* OBJECTIVE A:
In the abstract on symmetric graphs with 2-arc-transitive quotients, what makes two blocks B and C adjacent in the graph defined on the block system? Answer in one to three sentences.

____ READING PASSAGE

Finite Symmetric Graphs with 2-Arc-Transitive Quotients: General Affine Case

Abstract

Let G be a finite group and $$\Gamma $$ a G-symmetric graph. Suppose that G is imprimitive on $$V(\Gamma )$$ with B a block of imprimitivity and $$ \mathcal {B} := \{B^g: g\in G\}$$ is a system of imprimitivity of G on $$V(\Gamma )$$ . Define $$\Gamma _{\mathcal {B}}$$ to be the graph with vertex set $$\mathcal {B}$$ , such that two blocks $$B, C \in \mathcal {B}$$ are adjacent if and only if there exists at least one edge of $$\Gamma $$ joining a vertex in B and a vertex in C. Set $$v=|B|$$ and $$k := |\Gamma (C)\cap B|$$ where C is adjacent to B in $$\Gamma _{\mathcal {B}}$$ and $$\Gamma (C)$$ denotes the set of vertices of $$\Gamma $$ adjacent to at least one vertex in C. Assume that $$k=v-p\ge 1$$ , where p is an odd prime, and $$\Gamma _{\mathcal {B}}$$ is (G, 2)-arc-transitive. In this paper , we show that if the group induced on each block is an affine group then $$v=6$$ .

________
____ DATA PROVIDED

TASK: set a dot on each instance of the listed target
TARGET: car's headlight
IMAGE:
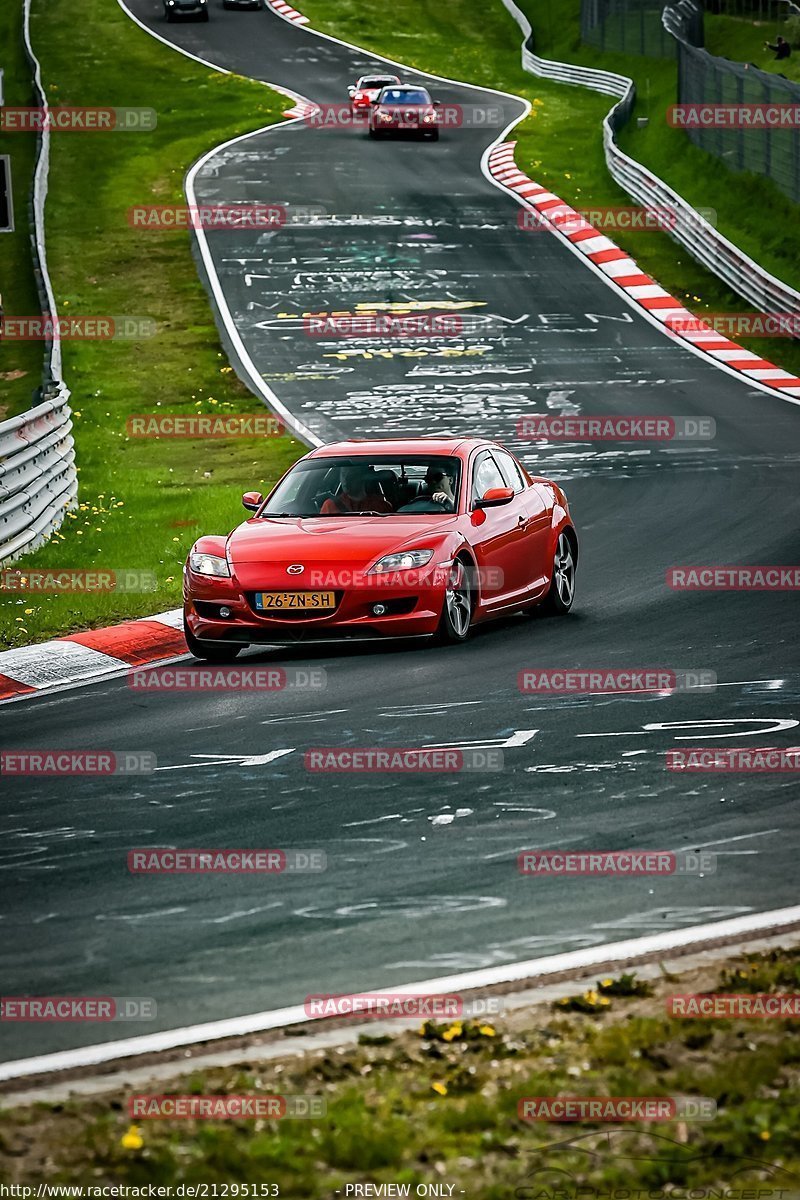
(209, 564)
(403, 562)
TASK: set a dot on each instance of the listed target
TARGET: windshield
(367, 485)
(380, 82)
(404, 96)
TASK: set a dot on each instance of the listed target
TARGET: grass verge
(560, 144)
(441, 1107)
(142, 501)
(20, 363)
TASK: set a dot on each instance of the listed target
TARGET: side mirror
(494, 497)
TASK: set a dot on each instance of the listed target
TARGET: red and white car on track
(404, 109)
(383, 539)
(367, 90)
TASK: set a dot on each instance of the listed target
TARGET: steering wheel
(422, 504)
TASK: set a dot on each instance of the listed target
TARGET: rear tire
(457, 610)
(211, 652)
(561, 593)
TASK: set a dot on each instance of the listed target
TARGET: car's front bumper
(411, 611)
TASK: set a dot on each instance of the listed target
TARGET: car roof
(389, 447)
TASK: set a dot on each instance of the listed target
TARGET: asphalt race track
(421, 871)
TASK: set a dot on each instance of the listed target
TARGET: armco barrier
(37, 471)
(763, 291)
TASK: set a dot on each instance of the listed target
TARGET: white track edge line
(274, 1019)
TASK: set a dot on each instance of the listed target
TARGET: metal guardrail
(705, 244)
(38, 481)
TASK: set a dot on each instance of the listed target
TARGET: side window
(487, 474)
(510, 469)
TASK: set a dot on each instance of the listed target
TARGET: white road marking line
(260, 760)
(723, 841)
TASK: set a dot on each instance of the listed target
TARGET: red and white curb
(287, 12)
(625, 274)
(83, 658)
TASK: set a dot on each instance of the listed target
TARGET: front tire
(211, 652)
(457, 610)
(561, 593)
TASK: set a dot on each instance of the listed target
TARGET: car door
(537, 521)
(499, 535)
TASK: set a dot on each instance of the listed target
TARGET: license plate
(304, 601)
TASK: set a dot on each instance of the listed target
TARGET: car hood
(330, 540)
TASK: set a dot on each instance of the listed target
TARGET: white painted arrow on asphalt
(235, 760)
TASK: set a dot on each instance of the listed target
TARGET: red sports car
(404, 111)
(370, 539)
(367, 89)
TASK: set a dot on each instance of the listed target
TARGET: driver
(354, 496)
(439, 485)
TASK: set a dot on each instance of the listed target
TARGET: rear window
(404, 96)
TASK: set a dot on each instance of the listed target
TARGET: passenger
(354, 496)
(439, 485)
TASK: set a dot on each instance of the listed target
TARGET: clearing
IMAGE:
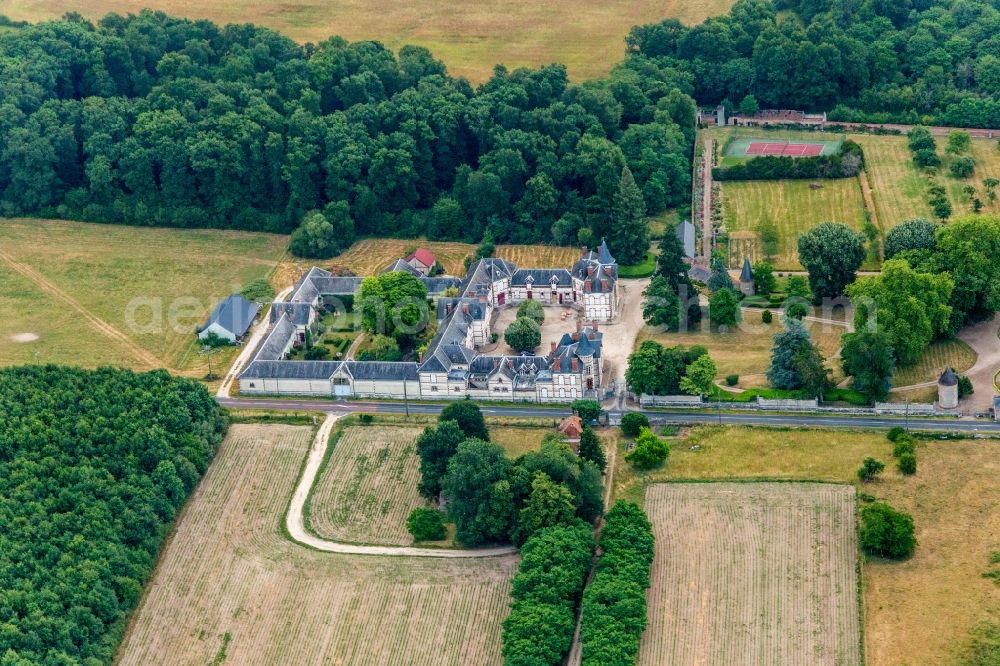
(952, 499)
(367, 487)
(98, 294)
(746, 350)
(231, 586)
(470, 38)
(752, 573)
(793, 207)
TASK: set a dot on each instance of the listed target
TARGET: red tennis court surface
(789, 149)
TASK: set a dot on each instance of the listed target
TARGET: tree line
(154, 120)
(94, 465)
(907, 61)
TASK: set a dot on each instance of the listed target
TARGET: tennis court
(750, 147)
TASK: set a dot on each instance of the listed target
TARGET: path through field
(231, 583)
(96, 322)
(296, 525)
(753, 574)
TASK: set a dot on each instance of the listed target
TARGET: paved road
(678, 416)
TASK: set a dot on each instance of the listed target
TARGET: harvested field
(229, 583)
(368, 487)
(470, 38)
(370, 256)
(104, 294)
(752, 573)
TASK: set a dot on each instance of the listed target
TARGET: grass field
(752, 573)
(588, 37)
(746, 351)
(368, 487)
(794, 207)
(97, 294)
(370, 256)
(934, 360)
(952, 499)
(231, 588)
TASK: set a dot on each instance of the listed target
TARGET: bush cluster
(554, 565)
(614, 605)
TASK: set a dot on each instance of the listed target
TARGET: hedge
(614, 604)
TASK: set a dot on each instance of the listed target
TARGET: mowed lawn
(230, 587)
(794, 207)
(939, 594)
(96, 294)
(746, 351)
(588, 37)
(752, 573)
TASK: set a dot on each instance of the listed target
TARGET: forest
(94, 465)
(908, 61)
(155, 120)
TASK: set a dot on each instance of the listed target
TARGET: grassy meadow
(91, 294)
(952, 500)
(470, 38)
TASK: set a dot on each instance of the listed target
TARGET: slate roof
(423, 255)
(291, 370)
(273, 345)
(948, 378)
(235, 314)
(402, 266)
(541, 276)
(298, 312)
(382, 370)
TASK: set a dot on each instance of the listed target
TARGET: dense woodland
(156, 120)
(879, 60)
(94, 466)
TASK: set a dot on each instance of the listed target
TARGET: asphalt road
(674, 416)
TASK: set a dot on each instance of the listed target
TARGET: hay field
(752, 573)
(371, 255)
(793, 207)
(231, 588)
(368, 487)
(952, 499)
(470, 37)
(746, 351)
(130, 296)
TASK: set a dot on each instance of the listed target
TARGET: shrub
(426, 524)
(633, 423)
(907, 463)
(903, 447)
(896, 433)
(650, 451)
(886, 532)
(870, 468)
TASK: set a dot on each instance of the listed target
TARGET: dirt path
(706, 202)
(296, 524)
(96, 322)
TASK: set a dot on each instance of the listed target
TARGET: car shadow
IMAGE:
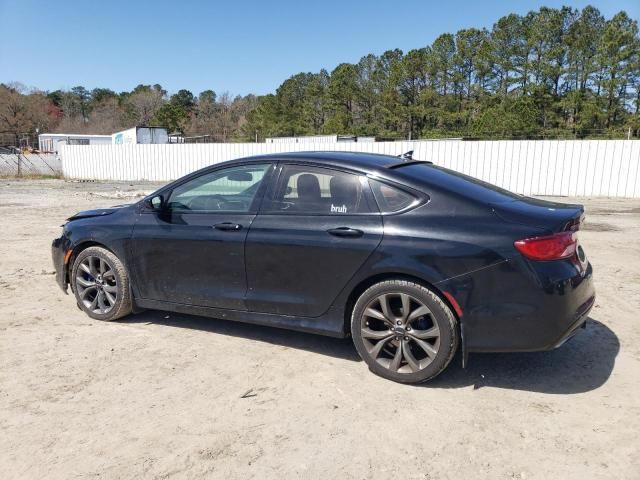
(584, 363)
(341, 348)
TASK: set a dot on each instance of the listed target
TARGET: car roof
(356, 160)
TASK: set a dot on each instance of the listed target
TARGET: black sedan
(409, 259)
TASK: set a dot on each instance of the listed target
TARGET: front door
(191, 251)
(315, 230)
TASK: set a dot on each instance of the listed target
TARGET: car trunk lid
(551, 217)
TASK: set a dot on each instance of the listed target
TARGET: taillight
(552, 247)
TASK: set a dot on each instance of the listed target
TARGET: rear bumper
(523, 306)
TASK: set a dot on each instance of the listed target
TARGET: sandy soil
(170, 396)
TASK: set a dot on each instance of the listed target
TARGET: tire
(404, 331)
(101, 284)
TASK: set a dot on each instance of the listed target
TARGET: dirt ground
(162, 395)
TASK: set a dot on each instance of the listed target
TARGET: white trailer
(49, 142)
(141, 135)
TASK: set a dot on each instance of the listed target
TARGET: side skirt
(330, 324)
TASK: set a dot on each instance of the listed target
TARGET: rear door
(192, 250)
(316, 228)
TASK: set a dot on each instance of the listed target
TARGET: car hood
(98, 212)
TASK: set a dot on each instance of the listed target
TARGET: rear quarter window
(459, 183)
(390, 199)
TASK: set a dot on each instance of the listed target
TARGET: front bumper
(59, 247)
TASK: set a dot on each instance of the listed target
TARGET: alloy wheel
(400, 333)
(97, 285)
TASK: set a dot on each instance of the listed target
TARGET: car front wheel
(101, 284)
(404, 331)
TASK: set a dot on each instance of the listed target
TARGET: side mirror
(240, 177)
(155, 203)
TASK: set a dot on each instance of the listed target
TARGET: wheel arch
(364, 284)
(77, 249)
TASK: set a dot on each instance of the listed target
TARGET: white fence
(19, 164)
(532, 167)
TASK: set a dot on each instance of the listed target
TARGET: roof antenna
(407, 155)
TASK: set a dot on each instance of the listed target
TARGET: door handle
(228, 226)
(345, 232)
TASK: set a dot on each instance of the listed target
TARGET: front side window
(228, 190)
(319, 191)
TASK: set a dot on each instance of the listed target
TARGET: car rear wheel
(101, 284)
(404, 331)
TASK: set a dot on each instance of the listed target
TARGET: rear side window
(390, 199)
(319, 191)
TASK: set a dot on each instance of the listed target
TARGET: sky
(236, 46)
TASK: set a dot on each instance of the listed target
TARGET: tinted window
(460, 183)
(390, 199)
(228, 190)
(319, 191)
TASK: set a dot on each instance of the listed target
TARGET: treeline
(103, 111)
(553, 73)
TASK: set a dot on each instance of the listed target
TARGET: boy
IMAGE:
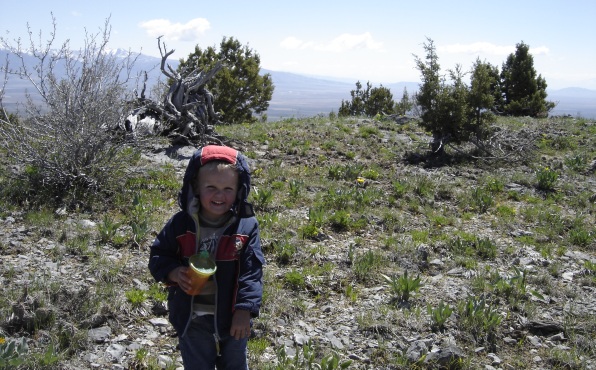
(215, 217)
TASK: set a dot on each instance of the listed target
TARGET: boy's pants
(199, 351)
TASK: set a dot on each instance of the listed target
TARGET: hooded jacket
(239, 258)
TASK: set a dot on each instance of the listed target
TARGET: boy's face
(217, 188)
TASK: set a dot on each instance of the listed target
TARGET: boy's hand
(179, 276)
(240, 324)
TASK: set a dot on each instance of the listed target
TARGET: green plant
(295, 187)
(577, 162)
(439, 314)
(79, 244)
(485, 248)
(295, 279)
(239, 90)
(107, 229)
(262, 198)
(12, 352)
(157, 292)
(136, 297)
(399, 188)
(367, 102)
(365, 264)
(403, 286)
(547, 178)
(479, 318)
(524, 91)
(139, 219)
(482, 200)
(284, 251)
(305, 358)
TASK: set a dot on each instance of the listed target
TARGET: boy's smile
(217, 191)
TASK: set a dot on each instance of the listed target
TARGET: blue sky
(352, 40)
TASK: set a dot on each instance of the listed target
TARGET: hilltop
(300, 96)
(340, 204)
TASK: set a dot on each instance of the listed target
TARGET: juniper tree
(239, 90)
(524, 92)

________

* OBJECTIVE B:
Pull out every line of the entries that contains the word "roof". Case counts.

* FULL RESPONSE A:
Two blocks B and C are adjacent in that graph if and only if at least one edge of the original graph joins a vertex in B to a vertex in C. If no such edge exists, the two blocks are not adjacent.

* FULL RESPONSE B:
TARGET: car roof
TARGET: slate roof
TARGET: car roof
TARGET: roof antenna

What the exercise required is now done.